• ASSIGNMENT
In your reply, write out the records exactly, each line intact.

• INFORMATION PROVIDED
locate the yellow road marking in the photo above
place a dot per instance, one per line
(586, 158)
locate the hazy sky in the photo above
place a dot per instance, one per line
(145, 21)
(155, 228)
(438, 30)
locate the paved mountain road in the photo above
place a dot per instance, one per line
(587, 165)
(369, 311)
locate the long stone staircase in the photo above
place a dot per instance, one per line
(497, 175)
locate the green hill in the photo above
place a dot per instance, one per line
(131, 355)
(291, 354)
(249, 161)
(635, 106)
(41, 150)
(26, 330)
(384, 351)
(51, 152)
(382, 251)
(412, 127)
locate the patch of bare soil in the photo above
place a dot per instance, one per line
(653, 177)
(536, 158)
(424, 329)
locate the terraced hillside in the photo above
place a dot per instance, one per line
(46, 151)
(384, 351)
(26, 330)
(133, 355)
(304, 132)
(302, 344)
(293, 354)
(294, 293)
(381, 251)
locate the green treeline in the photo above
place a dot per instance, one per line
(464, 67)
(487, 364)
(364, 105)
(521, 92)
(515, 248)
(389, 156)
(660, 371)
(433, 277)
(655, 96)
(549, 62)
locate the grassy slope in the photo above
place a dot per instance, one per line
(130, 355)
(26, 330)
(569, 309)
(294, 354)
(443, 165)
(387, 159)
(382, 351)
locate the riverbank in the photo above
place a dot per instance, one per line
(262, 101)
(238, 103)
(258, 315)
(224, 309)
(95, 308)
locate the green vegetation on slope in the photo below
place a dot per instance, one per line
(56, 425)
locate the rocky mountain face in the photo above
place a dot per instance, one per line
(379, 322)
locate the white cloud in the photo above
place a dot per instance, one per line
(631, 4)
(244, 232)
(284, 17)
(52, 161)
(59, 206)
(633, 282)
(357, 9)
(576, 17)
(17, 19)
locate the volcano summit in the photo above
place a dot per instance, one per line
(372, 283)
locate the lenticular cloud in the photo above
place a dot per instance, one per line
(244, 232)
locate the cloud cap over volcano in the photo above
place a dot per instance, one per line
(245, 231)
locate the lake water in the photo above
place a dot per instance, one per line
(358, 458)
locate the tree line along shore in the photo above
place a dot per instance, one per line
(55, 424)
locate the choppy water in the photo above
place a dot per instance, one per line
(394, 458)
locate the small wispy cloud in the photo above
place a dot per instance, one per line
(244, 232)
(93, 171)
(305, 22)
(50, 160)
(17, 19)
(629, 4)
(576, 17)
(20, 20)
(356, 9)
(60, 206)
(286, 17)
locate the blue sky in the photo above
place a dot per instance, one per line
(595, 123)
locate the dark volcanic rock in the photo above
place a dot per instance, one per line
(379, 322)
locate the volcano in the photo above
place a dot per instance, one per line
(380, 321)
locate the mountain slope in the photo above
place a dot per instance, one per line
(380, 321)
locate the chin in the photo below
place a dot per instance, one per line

• RESULT FOR THIS TASK
locate the yellow road marking in the photo above
place a dot per instance, one per line
(586, 158)
locate the hazy sky in the photo above
place a dot per instance, one per line
(145, 21)
(155, 228)
(438, 30)
locate the paved mountain road in the photo above
place a dot per instance, one per line
(587, 165)
(369, 311)
locate the long stone staircase in the photo above
place a dot per instance, one per line
(497, 175)
locate the green hill in the photo above
place a dot per instance, one per line
(131, 355)
(291, 354)
(249, 161)
(635, 106)
(41, 150)
(26, 330)
(384, 351)
(51, 152)
(382, 251)
(412, 127)
locate the patch of bare soil in the photo above
place a dot per instance, one per line
(653, 177)
(536, 158)
(424, 329)
locate the terraced hillside in the photo above
place a dot per instance, one per line
(46, 151)
(384, 351)
(26, 330)
(133, 355)
(304, 132)
(302, 344)
(293, 354)
(294, 293)
(381, 251)
locate the green treeline in the photo above
place a dot per instance, one per line
(464, 67)
(487, 364)
(364, 105)
(521, 92)
(515, 248)
(389, 156)
(660, 371)
(433, 277)
(655, 96)
(549, 62)
locate the grassy slope in the photo above
place a dot per instance, one per line
(130, 355)
(26, 330)
(569, 309)
(294, 354)
(443, 165)
(387, 159)
(382, 351)
locate the riverbank in the photo above
place a dot per instance, one per line
(262, 101)
(238, 103)
(258, 315)
(224, 309)
(95, 308)
locate the green vegetation on slope in the photo below
place a dot per instance, one per line
(56, 425)
locate the rocky mountain face in the photo above
place a dot per instance, one per line
(379, 322)
locate the white cloud in the photo above
place a dot per instance, one per line
(631, 4)
(244, 232)
(284, 17)
(52, 161)
(59, 206)
(633, 282)
(357, 9)
(576, 17)
(17, 19)
locate the volcano summit in the photo above
place a dot per instance, one per line
(372, 283)
locate the lenticular cloud in the photo above
place a dot per instance, one per line
(244, 232)
locate the cloud cap over volcano in the photo above
place a dot per instance, one per line
(245, 231)
locate the lake water in the photo above
place a dot per instance, one per line
(358, 458)
locate the tree line along shore in the photo above
place a dot per instance, one per line
(55, 424)
locate the choppy water in the photo above
place a dot per instance, one per line
(394, 458)
locate the small wispy cloud in the photo above
place a dot per instance, one per line
(244, 232)
(93, 171)
(305, 22)
(50, 160)
(17, 19)
(629, 4)
(576, 17)
(20, 20)
(356, 9)
(60, 206)
(286, 17)
locate the blue sky in the photo above
place a dot per instance, one per line
(595, 123)
locate the dark volcanic rock in the photo above
place a dot per instance, one per line
(379, 322)
locate the volcano in the photo above
place a dot per instance, one per line
(380, 321)
locate the mountain slope in the photo above
place a dot per instance, one per line
(380, 321)
locate the chin in the photo below
place a dot per instance, one per line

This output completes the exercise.